(Region segmentation data)
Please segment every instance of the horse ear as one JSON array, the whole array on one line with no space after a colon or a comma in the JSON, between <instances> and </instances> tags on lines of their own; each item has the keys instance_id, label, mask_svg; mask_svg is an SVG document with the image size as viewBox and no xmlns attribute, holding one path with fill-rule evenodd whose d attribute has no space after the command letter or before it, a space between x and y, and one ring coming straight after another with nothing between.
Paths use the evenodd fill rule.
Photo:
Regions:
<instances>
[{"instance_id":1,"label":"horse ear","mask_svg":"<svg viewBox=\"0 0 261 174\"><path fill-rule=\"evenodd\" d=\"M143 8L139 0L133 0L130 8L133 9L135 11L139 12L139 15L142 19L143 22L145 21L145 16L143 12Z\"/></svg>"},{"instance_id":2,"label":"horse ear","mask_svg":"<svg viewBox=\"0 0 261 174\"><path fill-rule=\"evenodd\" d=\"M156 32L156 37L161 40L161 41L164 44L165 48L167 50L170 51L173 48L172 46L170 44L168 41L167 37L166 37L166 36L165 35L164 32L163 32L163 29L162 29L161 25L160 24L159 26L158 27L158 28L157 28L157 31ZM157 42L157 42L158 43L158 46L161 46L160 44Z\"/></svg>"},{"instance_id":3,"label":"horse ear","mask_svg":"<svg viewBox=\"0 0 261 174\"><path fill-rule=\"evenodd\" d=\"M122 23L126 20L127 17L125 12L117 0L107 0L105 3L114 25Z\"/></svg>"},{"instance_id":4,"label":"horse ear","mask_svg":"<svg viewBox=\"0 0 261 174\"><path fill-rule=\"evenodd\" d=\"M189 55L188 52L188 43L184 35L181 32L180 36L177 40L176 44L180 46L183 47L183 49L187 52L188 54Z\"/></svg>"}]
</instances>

What you have to do
List each line of the records that contains the string "instances".

Written response
Please segment every instance of the horse ear as one JSON array, the whole array on one line with no space after a colon or a comma in the JSON, between <instances> and </instances> tags on lines of their own; each item has the keys instance_id, label, mask_svg; mask_svg is an SVG document with the image size as viewBox and no xmlns attribute, holding one path with fill-rule evenodd whose d attribute has no space after the command letter or before it, a space between x and y, and one ring coming straight after another with nothing between.
<instances>
</instances>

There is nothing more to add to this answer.